— WHAT YOU HAVE TO DO —
From the line containing "Query: tree bark" to the final line of the entries, every line is to be reproduced exactly; no other line belongs in the output.

Data entries
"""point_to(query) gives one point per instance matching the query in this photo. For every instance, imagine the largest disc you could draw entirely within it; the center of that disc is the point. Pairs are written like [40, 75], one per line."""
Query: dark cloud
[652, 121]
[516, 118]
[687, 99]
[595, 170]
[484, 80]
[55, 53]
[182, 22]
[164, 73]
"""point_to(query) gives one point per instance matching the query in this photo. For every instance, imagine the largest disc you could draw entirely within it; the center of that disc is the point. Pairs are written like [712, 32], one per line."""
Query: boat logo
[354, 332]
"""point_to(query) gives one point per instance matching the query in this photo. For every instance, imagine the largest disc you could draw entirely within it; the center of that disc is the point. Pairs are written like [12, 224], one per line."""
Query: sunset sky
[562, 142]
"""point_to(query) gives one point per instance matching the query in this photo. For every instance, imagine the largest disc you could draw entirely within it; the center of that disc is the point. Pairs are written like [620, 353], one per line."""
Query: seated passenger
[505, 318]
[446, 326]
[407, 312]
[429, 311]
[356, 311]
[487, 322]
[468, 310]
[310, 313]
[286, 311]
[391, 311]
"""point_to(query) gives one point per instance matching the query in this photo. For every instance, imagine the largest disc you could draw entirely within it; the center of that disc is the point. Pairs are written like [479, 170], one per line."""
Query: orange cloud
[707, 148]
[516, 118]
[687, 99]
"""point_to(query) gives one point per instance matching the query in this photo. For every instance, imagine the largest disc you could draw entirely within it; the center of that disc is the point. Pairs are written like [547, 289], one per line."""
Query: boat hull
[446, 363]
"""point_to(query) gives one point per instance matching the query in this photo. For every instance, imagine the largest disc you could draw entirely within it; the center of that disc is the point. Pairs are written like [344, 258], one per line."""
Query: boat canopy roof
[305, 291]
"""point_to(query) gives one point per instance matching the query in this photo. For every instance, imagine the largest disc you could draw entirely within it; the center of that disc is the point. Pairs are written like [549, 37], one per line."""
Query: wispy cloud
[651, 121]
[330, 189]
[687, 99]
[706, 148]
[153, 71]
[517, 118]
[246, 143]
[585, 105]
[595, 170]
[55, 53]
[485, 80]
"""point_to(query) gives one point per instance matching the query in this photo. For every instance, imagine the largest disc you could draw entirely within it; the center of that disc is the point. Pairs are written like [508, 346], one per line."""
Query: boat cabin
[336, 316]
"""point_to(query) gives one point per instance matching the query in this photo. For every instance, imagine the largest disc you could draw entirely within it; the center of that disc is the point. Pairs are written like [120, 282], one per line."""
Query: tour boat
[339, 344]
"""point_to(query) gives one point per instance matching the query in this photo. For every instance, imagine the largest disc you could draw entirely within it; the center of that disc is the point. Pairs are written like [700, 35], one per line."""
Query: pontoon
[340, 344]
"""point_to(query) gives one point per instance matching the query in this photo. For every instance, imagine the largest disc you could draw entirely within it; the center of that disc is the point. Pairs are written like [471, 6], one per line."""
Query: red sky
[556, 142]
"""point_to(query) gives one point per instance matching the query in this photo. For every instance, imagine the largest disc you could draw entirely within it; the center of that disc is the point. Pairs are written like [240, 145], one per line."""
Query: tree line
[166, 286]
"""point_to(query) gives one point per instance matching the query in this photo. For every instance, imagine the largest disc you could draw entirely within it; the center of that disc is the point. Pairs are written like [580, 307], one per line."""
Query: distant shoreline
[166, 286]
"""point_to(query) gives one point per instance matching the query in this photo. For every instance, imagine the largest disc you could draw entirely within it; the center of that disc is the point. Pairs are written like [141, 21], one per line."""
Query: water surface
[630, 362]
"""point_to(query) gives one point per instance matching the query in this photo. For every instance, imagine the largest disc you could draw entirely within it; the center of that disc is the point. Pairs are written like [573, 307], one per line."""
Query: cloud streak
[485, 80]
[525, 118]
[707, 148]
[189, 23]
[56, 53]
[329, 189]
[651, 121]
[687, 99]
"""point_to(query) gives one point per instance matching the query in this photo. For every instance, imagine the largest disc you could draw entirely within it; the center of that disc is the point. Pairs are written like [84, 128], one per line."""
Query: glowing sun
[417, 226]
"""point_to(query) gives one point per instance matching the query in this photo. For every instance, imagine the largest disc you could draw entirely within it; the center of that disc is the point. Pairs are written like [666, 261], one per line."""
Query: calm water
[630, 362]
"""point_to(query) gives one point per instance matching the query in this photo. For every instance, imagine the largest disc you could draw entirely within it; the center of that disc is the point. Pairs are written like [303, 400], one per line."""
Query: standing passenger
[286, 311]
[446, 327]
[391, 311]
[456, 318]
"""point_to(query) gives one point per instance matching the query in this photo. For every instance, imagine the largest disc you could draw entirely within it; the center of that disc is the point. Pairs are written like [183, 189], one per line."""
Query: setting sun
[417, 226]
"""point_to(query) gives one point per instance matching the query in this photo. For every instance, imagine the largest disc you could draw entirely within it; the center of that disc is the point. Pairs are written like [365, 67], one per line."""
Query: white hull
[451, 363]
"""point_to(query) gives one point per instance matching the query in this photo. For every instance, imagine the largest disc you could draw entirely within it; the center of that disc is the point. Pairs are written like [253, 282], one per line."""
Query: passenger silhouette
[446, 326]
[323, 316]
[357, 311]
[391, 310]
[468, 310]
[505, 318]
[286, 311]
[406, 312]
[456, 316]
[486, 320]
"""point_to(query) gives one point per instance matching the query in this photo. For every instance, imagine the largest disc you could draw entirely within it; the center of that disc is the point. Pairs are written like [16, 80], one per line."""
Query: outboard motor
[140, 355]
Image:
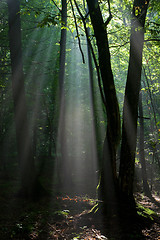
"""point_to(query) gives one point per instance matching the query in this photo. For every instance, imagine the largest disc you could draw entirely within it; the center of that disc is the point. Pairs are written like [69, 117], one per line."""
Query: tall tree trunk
[25, 155]
[141, 149]
[130, 109]
[108, 174]
[63, 164]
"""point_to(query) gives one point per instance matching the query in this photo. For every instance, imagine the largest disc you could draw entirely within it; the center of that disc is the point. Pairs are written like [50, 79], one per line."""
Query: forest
[79, 119]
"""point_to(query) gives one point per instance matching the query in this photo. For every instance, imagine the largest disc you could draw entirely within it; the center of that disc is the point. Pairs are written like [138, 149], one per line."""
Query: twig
[110, 14]
[57, 6]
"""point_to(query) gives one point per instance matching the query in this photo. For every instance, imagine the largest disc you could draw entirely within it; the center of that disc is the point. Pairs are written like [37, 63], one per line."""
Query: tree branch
[92, 51]
[110, 14]
[79, 41]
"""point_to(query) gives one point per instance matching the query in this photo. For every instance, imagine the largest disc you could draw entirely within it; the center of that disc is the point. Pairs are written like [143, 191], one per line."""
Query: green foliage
[145, 212]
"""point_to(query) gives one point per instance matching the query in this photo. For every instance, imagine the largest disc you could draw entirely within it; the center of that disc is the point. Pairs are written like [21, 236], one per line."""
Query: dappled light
[79, 120]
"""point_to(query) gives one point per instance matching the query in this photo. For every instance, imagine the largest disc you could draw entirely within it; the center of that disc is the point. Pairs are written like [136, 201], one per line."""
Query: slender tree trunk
[141, 149]
[130, 109]
[24, 148]
[63, 163]
[108, 174]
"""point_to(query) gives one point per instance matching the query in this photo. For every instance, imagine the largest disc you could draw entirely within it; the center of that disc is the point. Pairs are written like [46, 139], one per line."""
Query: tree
[130, 109]
[61, 128]
[24, 147]
[141, 148]
[108, 174]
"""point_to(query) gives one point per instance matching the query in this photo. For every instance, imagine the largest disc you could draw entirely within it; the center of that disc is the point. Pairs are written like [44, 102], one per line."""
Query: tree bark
[24, 149]
[108, 174]
[63, 168]
[141, 149]
[130, 109]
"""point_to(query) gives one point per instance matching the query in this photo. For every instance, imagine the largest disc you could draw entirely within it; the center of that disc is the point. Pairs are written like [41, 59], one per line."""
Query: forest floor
[69, 217]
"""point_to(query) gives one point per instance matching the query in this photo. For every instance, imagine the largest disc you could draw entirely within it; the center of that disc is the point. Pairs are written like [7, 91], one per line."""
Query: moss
[145, 212]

— SOLUTION FOR THIS PROBLEM —
Query: tree bark
[24, 149]
[108, 174]
[63, 168]
[141, 149]
[130, 109]
"""point_to(query) gives one point per instance matching the query in this photo. For every instance, imagine the largest disc you could draw entirely within it; the center of that disc is the point. Pairs are written like [41, 59], one per line."""
Query: forest floor
[69, 217]
"""point_to(query) gives one point per instance matching the query in this photo. For every instance, imagine the largest disc you could draw entirely within it; the center of that disc is the point. Pairs are written like [7, 91], one per line."""
Query: moss
[145, 212]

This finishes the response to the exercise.